**課題設定 1**
記録の先頭から「[419,436,918,485]」を含む行までの各行を、空行を除いてJSONの文字列リストとして示してください（両端の行を含む）。

**読解文**
紙の本
誰もが陥るであろう現代社会の闇。
2005/04/13 15:12
2人中、2人の方がこのレビューが役に立ったと投票しています。
投稿者:いくら - この投稿者のレビュー一覧を見る
ストーリー自体は、序盤は失踪者を地道に探すところから始まるので、派手さはないのですが、細かく場面転換をすることによって飽きさせない構成になっています。
また、環をはじめとするチームのメンバーについての描写が見事で、読み進めるうちにいつの間にか彼らのキャラクターが頭に入り込んできます。
それぞれ底知れぬ何かを持った雰囲気に興味を持たずにはいられませんでした。
全体を通じて感じられたテーマは「虚無感」でした。
中でも、原田とその娘のやりとりは、社会問題の一つである家族崩壊の核心を突いているように感じます。
誰もが陥るであろう現代社会の闇を感じ、ふと自分の胸に問いかけている自分がいました。
あなたは、ふといなくなりたいと思ったことはありませんか?
紙の本
知的な裏稼業
2001/11/04 18:42
1人中、1人の方がこのレビューが役に立ったと投票しています。
投稿者:YASU - この投稿者のレビュー一覧を見る
探偵業を営む原田・肉体労働者の倉持・托鉢僧の武藤は、皆それぞれの事情で警察を去らざるを得なかった者達である。普段は表の稼業に勤しみ、いざ警視庁の意向を背負い警務部人事二課に属する環から指令が入れば裏稼業へ。警察が表立って捜査することが出来ない事件を調査、罪をあばく秘密組織のメンバーである。捜査に関わるかどうかはあくまで本人の意思に委ねられ、メンバー間にもそれ程親密感といったものもないが、一度集結すればその連携プレーは彼等個々の特性を生かしスムーズに進む。

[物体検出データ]
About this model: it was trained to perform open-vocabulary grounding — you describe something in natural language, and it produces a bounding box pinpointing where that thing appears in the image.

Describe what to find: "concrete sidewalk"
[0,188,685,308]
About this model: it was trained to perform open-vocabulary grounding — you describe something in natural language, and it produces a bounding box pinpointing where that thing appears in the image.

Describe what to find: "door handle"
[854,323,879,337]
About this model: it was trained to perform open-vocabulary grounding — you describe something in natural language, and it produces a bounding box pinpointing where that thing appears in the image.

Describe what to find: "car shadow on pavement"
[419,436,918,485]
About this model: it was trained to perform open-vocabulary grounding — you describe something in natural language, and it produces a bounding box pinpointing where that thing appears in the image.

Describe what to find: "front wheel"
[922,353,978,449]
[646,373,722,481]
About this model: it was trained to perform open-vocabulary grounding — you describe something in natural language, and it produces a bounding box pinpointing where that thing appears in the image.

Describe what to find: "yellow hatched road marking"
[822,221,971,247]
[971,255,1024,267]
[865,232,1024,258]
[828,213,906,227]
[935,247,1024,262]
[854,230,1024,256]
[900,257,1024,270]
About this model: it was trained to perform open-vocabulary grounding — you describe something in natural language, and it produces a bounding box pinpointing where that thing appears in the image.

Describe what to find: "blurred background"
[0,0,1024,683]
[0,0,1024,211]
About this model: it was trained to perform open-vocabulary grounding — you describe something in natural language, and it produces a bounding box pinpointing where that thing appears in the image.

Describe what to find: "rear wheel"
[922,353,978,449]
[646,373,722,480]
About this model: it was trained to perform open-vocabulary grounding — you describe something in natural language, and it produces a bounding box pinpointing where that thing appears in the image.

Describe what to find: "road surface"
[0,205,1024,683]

**課題設定 2**
書評について、次の問いに答えてください。
(a) 一つ目のレビューで、全体を通じて感じられたテーマとして挙げられているものは何か。
(b) 二つ目のレビューで、托鉢僧として紹介されている人物は誰か。
(c) 二つ目のレビューで、環が属するとされている部署はどこか。

**解答 1**
[
  "About this model: it was trained to perform open-vocabulary grounding — you describe something in natural language, and it produces a bounding box pinpointing where that thing appears in the image.",
  "Describe what to find: \"concrete sidewalk\"",
  "[0,188,685,308]",
  "About this model: it was trained to perform open-vocabulary grounding — you describe something in natural language, and it produces a bounding box pinpointing where that thing appears in the image.",
  "Describe what to find: \"door handle\"",
  "[854,323,879,337]",
  "About this model: it was trained to perform open-vocabulary grounding — you describe something in natural language, and it produces a bounding box pinpointing where that thing appears in the image.",
  "Describe what to find: \"car shadow on pavement\"",
  "[419,436,918,485]"
]

**解答 2**
(a) 「虚無感」
(b) 武藤
(c) 警務部人事二課